_GIVEN TASK_: Copy every item below word for word, with no changes of any kind.

_DATASET RECORDS_:
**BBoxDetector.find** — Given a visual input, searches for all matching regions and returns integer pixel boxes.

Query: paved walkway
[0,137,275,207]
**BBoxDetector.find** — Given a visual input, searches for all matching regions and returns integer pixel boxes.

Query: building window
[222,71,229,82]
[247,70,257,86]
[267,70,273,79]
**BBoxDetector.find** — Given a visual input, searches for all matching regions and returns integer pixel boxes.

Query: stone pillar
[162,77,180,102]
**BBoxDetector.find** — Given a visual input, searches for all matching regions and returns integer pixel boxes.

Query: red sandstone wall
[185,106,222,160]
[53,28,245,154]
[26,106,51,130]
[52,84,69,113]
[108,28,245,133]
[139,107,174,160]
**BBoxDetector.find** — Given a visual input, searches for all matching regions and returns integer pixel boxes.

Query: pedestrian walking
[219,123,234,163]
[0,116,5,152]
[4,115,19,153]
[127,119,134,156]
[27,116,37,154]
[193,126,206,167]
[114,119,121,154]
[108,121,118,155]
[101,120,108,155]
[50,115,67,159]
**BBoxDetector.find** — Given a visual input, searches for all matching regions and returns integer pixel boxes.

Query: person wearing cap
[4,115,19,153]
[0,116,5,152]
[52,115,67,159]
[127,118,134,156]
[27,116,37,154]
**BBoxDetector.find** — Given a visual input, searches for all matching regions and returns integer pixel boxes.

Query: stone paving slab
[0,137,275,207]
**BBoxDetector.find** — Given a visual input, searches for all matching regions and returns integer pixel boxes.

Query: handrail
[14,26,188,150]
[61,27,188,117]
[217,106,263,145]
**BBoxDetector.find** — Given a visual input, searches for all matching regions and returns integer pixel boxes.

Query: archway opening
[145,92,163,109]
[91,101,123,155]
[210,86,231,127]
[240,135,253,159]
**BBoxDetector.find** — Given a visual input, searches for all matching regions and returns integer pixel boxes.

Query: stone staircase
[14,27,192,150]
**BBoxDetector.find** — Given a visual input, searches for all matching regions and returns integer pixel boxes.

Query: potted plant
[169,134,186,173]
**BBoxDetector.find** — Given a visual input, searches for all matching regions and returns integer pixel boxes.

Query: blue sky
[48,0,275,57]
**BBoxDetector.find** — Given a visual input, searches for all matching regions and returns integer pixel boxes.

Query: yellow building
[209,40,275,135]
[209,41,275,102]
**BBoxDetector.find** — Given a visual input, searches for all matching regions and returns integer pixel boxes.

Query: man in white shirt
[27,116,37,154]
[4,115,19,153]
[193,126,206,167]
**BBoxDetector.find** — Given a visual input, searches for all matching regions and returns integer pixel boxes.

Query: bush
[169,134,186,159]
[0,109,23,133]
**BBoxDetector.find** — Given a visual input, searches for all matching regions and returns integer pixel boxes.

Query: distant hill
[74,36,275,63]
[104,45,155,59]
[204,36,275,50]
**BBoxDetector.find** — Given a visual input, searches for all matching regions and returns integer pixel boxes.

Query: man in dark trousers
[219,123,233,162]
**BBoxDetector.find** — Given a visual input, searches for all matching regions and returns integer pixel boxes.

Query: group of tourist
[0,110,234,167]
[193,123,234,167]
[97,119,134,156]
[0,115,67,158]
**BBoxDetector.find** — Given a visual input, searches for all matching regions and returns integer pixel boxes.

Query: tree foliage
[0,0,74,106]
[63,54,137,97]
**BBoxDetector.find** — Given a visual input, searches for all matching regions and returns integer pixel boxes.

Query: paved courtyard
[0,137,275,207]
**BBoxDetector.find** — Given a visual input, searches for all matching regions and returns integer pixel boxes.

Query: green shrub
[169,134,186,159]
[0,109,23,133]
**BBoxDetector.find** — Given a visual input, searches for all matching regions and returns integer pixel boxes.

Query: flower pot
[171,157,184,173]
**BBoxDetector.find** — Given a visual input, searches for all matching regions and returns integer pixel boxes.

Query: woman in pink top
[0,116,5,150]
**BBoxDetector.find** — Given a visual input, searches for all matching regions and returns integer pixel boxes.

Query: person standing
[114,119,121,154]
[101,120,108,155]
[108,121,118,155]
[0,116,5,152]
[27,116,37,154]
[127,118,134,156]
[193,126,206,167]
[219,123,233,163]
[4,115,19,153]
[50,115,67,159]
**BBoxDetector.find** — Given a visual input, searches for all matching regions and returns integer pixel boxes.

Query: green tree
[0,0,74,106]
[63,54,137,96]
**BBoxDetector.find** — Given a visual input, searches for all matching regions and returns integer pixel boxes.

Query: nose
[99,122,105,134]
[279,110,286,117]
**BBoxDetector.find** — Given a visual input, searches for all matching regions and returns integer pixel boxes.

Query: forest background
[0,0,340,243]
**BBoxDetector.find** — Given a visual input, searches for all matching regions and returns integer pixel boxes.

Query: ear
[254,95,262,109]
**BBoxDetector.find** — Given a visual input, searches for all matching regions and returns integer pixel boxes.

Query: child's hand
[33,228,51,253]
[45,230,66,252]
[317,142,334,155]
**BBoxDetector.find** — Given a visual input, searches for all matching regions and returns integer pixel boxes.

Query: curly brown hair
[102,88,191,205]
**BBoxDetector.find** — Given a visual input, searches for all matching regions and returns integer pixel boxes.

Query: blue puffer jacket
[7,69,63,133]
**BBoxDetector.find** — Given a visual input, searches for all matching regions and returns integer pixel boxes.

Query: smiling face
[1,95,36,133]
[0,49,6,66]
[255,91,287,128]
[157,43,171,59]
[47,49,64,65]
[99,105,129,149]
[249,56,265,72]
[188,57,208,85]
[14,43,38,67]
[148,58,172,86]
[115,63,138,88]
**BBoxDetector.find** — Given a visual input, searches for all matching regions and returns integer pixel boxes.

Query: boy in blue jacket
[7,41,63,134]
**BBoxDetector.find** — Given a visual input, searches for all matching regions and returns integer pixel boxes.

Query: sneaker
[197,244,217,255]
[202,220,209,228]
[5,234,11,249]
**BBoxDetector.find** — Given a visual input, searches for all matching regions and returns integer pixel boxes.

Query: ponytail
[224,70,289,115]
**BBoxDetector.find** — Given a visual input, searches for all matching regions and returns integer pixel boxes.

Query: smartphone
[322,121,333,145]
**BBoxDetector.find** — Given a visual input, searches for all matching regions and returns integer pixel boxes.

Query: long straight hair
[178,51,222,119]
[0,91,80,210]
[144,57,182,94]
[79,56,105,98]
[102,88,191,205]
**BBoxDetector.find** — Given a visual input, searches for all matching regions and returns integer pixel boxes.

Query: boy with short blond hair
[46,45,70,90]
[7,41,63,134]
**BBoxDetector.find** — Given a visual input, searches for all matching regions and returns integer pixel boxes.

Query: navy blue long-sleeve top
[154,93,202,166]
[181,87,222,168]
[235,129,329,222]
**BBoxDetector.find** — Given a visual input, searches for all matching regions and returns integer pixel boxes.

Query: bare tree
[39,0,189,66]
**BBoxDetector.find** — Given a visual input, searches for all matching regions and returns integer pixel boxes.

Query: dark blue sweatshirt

_WRITTEN ANSWER_:
**BBoxDetector.find** — Given a visual input, searches for all matching regions and returns integer pixel boxes.

Query: paved walkway
[0,137,275,207]
**BBoxDetector.find** — Given a visual input, searches for all matching regions and returns integer pixel boxes.

Query: building window
[222,71,229,82]
[247,70,257,86]
[267,70,273,79]
**BBoxDetector.find** — Given a visual input, searches for all matching regions and returns integer pixel boxes.

Query: stone pillar
[162,77,180,102]
**BBoxDetector.find** — Given a visual input, searches for all matching regions and returns integer pixel boxes.

Query: red sandstone wall
[185,106,222,160]
[53,28,245,154]
[26,106,51,130]
[52,84,69,113]
[108,28,245,133]
[139,107,174,160]
**BBoxDetector.find** — Given a visual input, searches for all matching regions and returns integer pixel boxes.

Query: pedestrian walking
[219,123,234,163]
[0,116,5,152]
[4,115,19,153]
[127,119,134,156]
[27,116,37,154]
[193,126,206,167]
[114,119,121,154]
[108,121,118,155]
[101,120,108,155]
[50,115,67,159]
**BBoxDetector.find** — Given a visual input, searches for all matching regions and returns integer pixel boxes.

Query: person wearing cap
[4,115,19,153]
[0,116,5,152]
[52,115,67,159]
[127,118,134,156]
[27,116,37,154]
**BBoxDetector.find** — Given a visual input, searches for all matching regions and returns integer pixel boxes.

Query: stone paving slab
[0,137,275,207]
**BBoxDetector.find** — Given a visual input, searches for all matching regions and returns integer pixel boxes.

Query: handrail
[14,26,188,150]
[61,27,188,117]
[217,106,263,145]
**BBoxDetector.find** — Given a visual input, searches for all matching regions and returns integer pixel boxes.

Query: archway opening
[145,92,163,109]
[91,101,123,155]
[210,86,231,127]
[240,135,253,159]
**BBoxDetector.find** — Given a visual input, searches for all matching regions and returns integer pixel boxes.

Query: stone staircase
[14,27,192,150]
**BBoxDetector.find** — Given a visual input, searches for all matching regions and returns integer pixel boxes.

Query: potted plant
[169,134,186,173]
**BBoxDetector.find** — Given a visual input, searches for all matching regions and returns integer pixel boxes.

Query: blue sky
[48,0,275,57]
**BBoxDetector.find** — Given a visual input, searches for all matching regions and returns integer pixel boxes.

Query: yellow building
[209,40,275,135]
[209,41,275,102]
**BBoxDetector.find** — Given a visual input, searches for all matching regions and returns integer pixel boxes.

Query: man in white shirt
[27,116,37,154]
[4,115,19,153]
[193,126,206,167]
**BBoxDetector.find** — Given a visual input, searches for all matching regions and returns integer pixel boxes.

Query: bush
[169,134,186,159]
[0,109,23,133]
**BBoxDetector.find** — Given a visual input, searches for all matching regions and returns integer pixel boxes.

Query: distant hill
[74,36,275,63]
[104,45,155,59]
[204,36,275,50]
**BBoxDetector.find** — Given a visual input, searches for all matching regions and returns integer pixel boxes.

Query: man in dark trousers
[219,123,233,162]
**BBoxDetector.find** — Given a visual input, searches for all matching regions and returns integer pixel boxes.

Query: group of tourist
[0,110,234,167]
[193,123,234,167]
[97,119,134,156]
[0,115,67,158]
**BBoxDetector.find** — Given a visual input, searches for all matching regions and returns integer pixel boxes.

Query: tree foliage
[0,0,74,106]
[63,54,137,97]
**BBoxDetector.find** — Given a visual input, searches for all matching regions and returns integer pixel boxes.

Query: paved courtyard
[0,137,275,207]
**BBoxDetector.find** — Given a visual input, searches for all matching regions and returns integer pixel boxes.

Query: green shrub
[169,134,186,159]
[0,109,23,133]
**BBoxDetector.find** — Given a visual input, searches for all matching regions and returns integer pixel boxes.

Query: flower pot
[171,157,184,173]
**BBoxDetector.find** — Given a visual input, searches for all matching regions and returns integer pixel boxes.

Query: woman in pink top
[0,116,5,150]
**BBoxDetector.find** — Given a visual input, searches for all matching regions and returns integer pixel boxes.

Query: person standing
[114,119,121,154]
[101,120,108,155]
[108,121,118,155]
[0,116,5,152]
[27,116,37,154]
[127,118,134,156]
[193,126,206,167]
[219,123,233,163]
[4,115,19,153]
[50,115,67,159]
**BBoxDetector.find** — Given a visual input, searches for all matching regions and returns integer pixel boxes.

Query: green tree
[0,0,74,106]
[63,54,137,96]
**BBoxDetector.find** — Given a visual input, searches for all matching regions and returns integer pixel boxes.

Query: nose
[99,122,105,134]
[279,110,286,117]
**BBoxDetector.find** — Given a visual input, searches for all matching regions and returns integer pixel boxes.

Query: forest background
[0,0,340,243]
**BBoxDetector.find** — Given a visual input, searches for all matching regions and returns integer pixel boxes.

Query: ear
[254,95,262,109]
**BBoxDetector.find** — Given a visual input, searches for all matching regions and returns integer pixel boxes.

Query: child's hand
[33,228,51,253]
[45,230,66,252]
[317,142,334,155]
**BBoxDetector.find** — Given a visual input, searches for all matching regions and returns integer pixel boxes.

Query: curly brown hair
[102,88,191,205]
**BBoxDetector.find** — Given a visual input, searches for all matching regions and returns integer pixel boxes.

Query: blue puffer jacket
[7,69,63,133]
**BBoxDetector.find** — Given a visual input, searches for all matching regions and returns integer pixel boxes.

Query: smiling face
[1,95,36,133]
[0,49,6,66]
[255,91,287,128]
[157,43,171,59]
[47,49,64,65]
[99,105,129,149]
[249,56,265,72]
[188,57,208,85]
[14,43,38,67]
[148,58,172,86]
[115,63,138,88]
**BBoxDetector.find** — Given a visual input, searches for all matching regions and returns integer pixel boxes.

Query: boy in blue jacket
[7,41,63,134]
**BBoxDetector.find** — Given a visual input, searches for all matching regions and returns integer pixel boxes.

Query: sneaker
[197,244,217,255]
[202,220,209,228]
[5,234,11,249]
**BBoxDetector.find** — Given a visual input, searches for all matching regions and returns integer pixel boxes.

Query: ponytail
[224,70,289,115]
**BBoxDetector.find** — Given a visual input, searches for all matching regions and returns integer pixel boxes.

Query: smartphone
[322,121,333,145]
**BBoxDetector.find** — Given a visual input, searches for all matching regions and returns integer pixel boxes.

Query: long straight hair
[178,51,222,119]
[0,91,80,210]
[144,57,182,94]
[79,56,105,98]
[102,88,191,205]
**BBoxDetector.find** — Given a visual input, searches for all matching regions and returns integer pixel boxes.

Query: boy with short blond hair
[46,45,70,90]
[7,41,63,134]
**BBoxDetector.find** — Given a visual input, searches for all matching regions and returns integer pixel boxes.

Query: navy blue long-sleeve top
[154,93,202,166]
[181,87,222,168]
[235,129,329,222]
**BBoxDetector.find** — Given a visual input, searches for all matching regions and returns integer pixel boxes.

Query: bare tree
[39,0,189,66]
**BBoxDetector.find** — Given a visual input, searches for all matching regions and returns integer pixel boxes.

Query: dark blue sweatshirt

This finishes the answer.